**PROBLEM DESCRIPTION:**
Output the full listing below verbatim, line for line, omitting the pictures.
- - - - - - -
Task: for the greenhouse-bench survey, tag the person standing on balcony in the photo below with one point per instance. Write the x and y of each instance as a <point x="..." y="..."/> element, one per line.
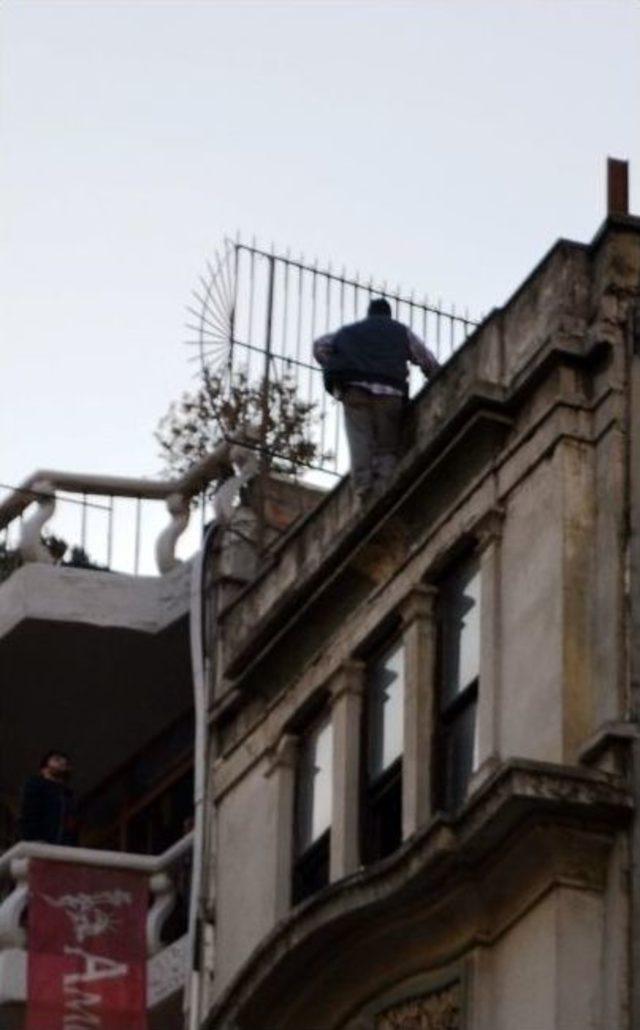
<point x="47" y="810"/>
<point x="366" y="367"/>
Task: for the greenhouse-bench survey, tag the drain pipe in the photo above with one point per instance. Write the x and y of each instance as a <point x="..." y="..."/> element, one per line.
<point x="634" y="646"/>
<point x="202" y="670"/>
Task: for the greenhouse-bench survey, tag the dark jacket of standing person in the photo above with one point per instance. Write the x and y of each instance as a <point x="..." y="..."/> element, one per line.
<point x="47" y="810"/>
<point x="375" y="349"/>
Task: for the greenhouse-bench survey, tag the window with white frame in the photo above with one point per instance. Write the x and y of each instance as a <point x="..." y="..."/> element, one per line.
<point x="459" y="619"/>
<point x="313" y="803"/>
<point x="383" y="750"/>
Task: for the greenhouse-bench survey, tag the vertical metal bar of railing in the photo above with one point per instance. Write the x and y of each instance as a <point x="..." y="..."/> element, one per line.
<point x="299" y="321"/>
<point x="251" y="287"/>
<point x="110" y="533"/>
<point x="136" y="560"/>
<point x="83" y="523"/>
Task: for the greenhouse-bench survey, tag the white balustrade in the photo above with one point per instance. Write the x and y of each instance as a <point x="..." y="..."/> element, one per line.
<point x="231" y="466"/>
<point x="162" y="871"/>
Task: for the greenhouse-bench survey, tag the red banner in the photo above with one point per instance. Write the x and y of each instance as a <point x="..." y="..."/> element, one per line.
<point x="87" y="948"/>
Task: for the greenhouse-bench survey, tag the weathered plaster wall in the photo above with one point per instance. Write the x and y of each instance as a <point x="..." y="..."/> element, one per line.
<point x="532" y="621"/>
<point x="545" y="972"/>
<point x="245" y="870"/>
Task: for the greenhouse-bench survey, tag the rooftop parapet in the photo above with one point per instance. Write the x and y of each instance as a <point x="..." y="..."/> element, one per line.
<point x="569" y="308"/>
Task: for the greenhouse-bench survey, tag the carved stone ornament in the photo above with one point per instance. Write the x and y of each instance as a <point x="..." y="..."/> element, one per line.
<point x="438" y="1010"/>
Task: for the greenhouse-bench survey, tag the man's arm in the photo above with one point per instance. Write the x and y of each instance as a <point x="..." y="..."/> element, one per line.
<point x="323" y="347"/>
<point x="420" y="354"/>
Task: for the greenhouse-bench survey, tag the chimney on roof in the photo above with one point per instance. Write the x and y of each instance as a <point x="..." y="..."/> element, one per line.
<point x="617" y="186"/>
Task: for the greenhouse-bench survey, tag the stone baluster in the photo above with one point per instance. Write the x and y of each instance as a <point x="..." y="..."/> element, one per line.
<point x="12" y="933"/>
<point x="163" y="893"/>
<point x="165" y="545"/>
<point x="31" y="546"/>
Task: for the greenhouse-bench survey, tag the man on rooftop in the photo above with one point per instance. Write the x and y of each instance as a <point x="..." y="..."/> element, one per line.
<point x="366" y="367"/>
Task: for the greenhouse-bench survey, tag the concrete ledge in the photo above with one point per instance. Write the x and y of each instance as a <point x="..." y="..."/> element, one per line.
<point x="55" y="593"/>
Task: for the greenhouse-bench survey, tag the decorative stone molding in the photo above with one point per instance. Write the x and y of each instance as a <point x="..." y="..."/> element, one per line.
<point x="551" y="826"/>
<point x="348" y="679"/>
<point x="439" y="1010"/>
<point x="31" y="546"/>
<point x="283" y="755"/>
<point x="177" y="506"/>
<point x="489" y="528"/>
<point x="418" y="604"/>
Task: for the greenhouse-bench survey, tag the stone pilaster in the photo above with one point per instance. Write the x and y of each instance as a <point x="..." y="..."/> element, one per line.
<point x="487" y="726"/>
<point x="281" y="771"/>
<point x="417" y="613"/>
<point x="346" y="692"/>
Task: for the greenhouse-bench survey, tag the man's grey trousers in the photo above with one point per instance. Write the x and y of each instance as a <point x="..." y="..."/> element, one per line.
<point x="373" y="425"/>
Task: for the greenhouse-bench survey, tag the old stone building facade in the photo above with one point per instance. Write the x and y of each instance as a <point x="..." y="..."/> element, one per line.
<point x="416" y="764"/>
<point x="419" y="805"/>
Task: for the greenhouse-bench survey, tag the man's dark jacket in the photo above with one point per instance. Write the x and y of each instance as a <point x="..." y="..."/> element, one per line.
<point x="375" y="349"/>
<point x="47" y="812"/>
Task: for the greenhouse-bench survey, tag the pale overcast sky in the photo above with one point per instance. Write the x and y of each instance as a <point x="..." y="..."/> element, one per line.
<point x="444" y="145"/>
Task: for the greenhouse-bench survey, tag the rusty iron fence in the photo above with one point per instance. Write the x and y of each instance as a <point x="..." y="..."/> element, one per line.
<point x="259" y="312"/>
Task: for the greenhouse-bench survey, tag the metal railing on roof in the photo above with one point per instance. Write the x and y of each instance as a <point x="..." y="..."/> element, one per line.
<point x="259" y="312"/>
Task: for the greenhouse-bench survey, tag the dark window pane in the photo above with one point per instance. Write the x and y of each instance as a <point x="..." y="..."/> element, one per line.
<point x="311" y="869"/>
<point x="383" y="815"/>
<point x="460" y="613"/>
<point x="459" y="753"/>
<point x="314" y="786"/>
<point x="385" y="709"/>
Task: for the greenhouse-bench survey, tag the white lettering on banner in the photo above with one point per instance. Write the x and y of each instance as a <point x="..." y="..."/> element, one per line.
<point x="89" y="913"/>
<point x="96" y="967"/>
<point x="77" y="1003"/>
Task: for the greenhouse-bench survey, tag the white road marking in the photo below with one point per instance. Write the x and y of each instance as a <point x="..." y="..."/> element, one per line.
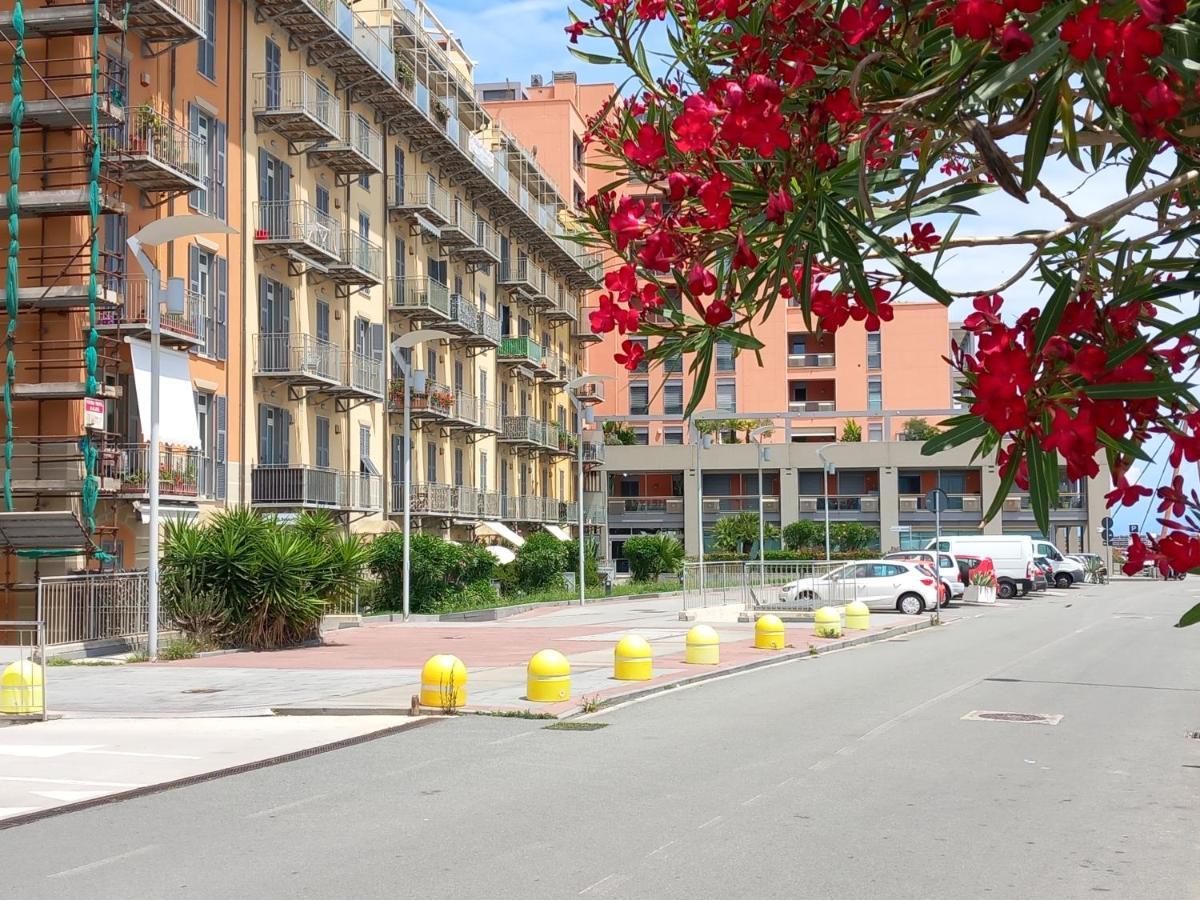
- - - - - - -
**THE RESPONSE:**
Task: for the greenhouse-bench survey, tag the person standing on balcony in the photo below with one point per instance. Write the x and y of each instance as a <point x="..." y="..."/> element, one per line.
<point x="47" y="810"/>
<point x="366" y="367"/>
Task: for the greenhouse-bench survey, tag the drain pipe in the photo above with one point per instance. Write the x and y of each instance as a <point x="..." y="..."/> element, one per line.
<point x="634" y="646"/>
<point x="202" y="670"/>
Task: for the greenhouse-bench survey, tag the dark jacket of standing person in the photo above with one point per instance. Write the x and y of each instance as a <point x="..." y="..."/> element, one per line.
<point x="47" y="810"/>
<point x="375" y="349"/>
Task: for the greenhouse-bench survey, tag the window with white frame in the photo above with one point per instance. Write the x and y of each instance as a <point x="..." y="..."/> element, one per line.
<point x="459" y="619"/>
<point x="313" y="803"/>
<point x="383" y="750"/>
Task: for the greenhouse-bench survey, tag the vertical metal bar of railing in the photo above with one point per instance. Write the x and y of each instance as a <point x="..." y="..."/> element, one per line.
<point x="299" y="321"/>
<point x="251" y="287"/>
<point x="110" y="533"/>
<point x="136" y="560"/>
<point x="83" y="523"/>
Task: for the greenhouse-bench survey, tag the white balustrade in the photo above with one point per instance. Write the x and y of each instance as a <point x="..." y="..."/> element, one per line.
<point x="231" y="466"/>
<point x="162" y="871"/>
Task: for the greenhouse-bench survey, tag the red banner in the photo above with one point per instance. Write the x and y of each instance as a <point x="..." y="..."/> element, one per line.
<point x="87" y="948"/>
Task: for the greenhouse-bench survey, tag the weathered plaster wall in the photo above with one point per instance. Write the x and y of each instance as a <point x="..." y="..."/> element, one per line.
<point x="532" y="621"/>
<point x="545" y="972"/>
<point x="245" y="870"/>
Task: for the greenhouse-bench survey, tag the rooftop parapet in the photo above with one point per instance. Write the x and y of each instance as a <point x="..." y="..."/> element, one per line.
<point x="569" y="308"/>
Task: for the greenhouse-bench survey, tag the carved stone ornament in the photo above with one point per instance. Write the x and y of each instance as a <point x="..." y="..."/> element, one per line.
<point x="438" y="1010"/>
Task: for the greenhouse-bench survey, tag the man's arm in the photo above with one point per instance. Write the x and y of each instance as a <point x="..." y="..."/> element, one per line.
<point x="323" y="347"/>
<point x="420" y="354"/>
Task: for the greenhouse-bench survey, tag the chimney on roof in the photo above with one point per instance. Write the x and y of each instance as a <point x="..." y="..."/> element, one per line.
<point x="617" y="186"/>
Task: for the greenhouse-bench survey, tag the stone baluster in the photo above with one point per instance. Write the x and y of each instance as a <point x="..." y="..."/> element, one per line.
<point x="12" y="933"/>
<point x="163" y="893"/>
<point x="165" y="545"/>
<point x="31" y="546"/>
Task: for the greenhouse-bench survey, tag the man on rooftop in the photo above with one point per instance. Write the x and y of each instance as a <point x="..." y="..."/> element, one per line.
<point x="366" y="367"/>
Task: for the greenhouse-bench survey, tag the concrete ledge in the photo above with one point per instance. Write the x and y of each instance as a <point x="..." y="..."/> element, one per line.
<point x="55" y="593"/>
Task: for the greenhouse-bench survey, tag the decorative stone molding in the photo above with one point per instance. Write the x and y of each instance as a <point x="..." y="..."/> element, one per line.
<point x="551" y="826"/>
<point x="348" y="679"/>
<point x="439" y="1010"/>
<point x="31" y="546"/>
<point x="283" y="755"/>
<point x="177" y="506"/>
<point x="489" y="528"/>
<point x="418" y="604"/>
Task: for the greenhouse-bench survey, tag the stone pilaster in the photo above with one point per instance. Write the x and y of each instance as a <point x="..." y="..."/> element, one per line.
<point x="487" y="726"/>
<point x="281" y="771"/>
<point x="417" y="613"/>
<point x="346" y="692"/>
Task: for the greenhouse-bench survey, tag the man's grey trousers in the photo above with one point per instance. Write the x and y of each instance as a <point x="..." y="..."/> element, one per line.
<point x="373" y="425"/>
Task: for the greenhouse-bench survey, tag the old stone building facade in the photo above with one point per instance. Write the x and y of each instance as a <point x="..." y="..."/> element, one per line.
<point x="416" y="764"/>
<point x="419" y="805"/>
Task: for the greenhouse-bench survey, tag the man's dark jacket in the photo above with one point per instance. Write the x and y of each instance as a <point x="..." y="..."/> element, one per line.
<point x="375" y="349"/>
<point x="47" y="812"/>
Task: for the greenhouse-bench survey, tag the pale overcast sky in the photo above with one point per instance. Write the x and y of each instance as a <point x="..." y="..."/> element, one per line.
<point x="444" y="145"/>
Task: for the greenhouse-bench survey, tag the rusty iron fence in the photo above with one point per instance. Write the x and y of each instance as a <point x="..." y="..."/> element, one per line.
<point x="259" y="312"/>
Task: for the greenhouse-bench survey, tag the metal railing on roof in the photo above with one point per instance. Write the x and y of each instance as a <point x="..." y="..."/> element, one per line.
<point x="259" y="312"/>
Task: for the greenhouse-bench survey, tag the dark window pane in the photo above with one point per instance. Write the x and y of each instance as a <point x="..." y="..."/> element, one per line.
<point x="311" y="869"/>
<point x="383" y="815"/>
<point x="460" y="613"/>
<point x="459" y="753"/>
<point x="314" y="786"/>
<point x="385" y="709"/>
Task: for the greenhouse-bench survey, tag the white lettering on banner in the photo above with one point per instance. Write the x and y of each instance as a <point x="..." y="..."/> element, one per line.
<point x="89" y="913"/>
<point x="96" y="967"/>
<point x="77" y="1003"/>
Task: for the greenhouse-bench survey, tag the white road marking in the photo below with one point per instance. Write the x and y of each instance as a <point x="..." y="..."/> element, one per line.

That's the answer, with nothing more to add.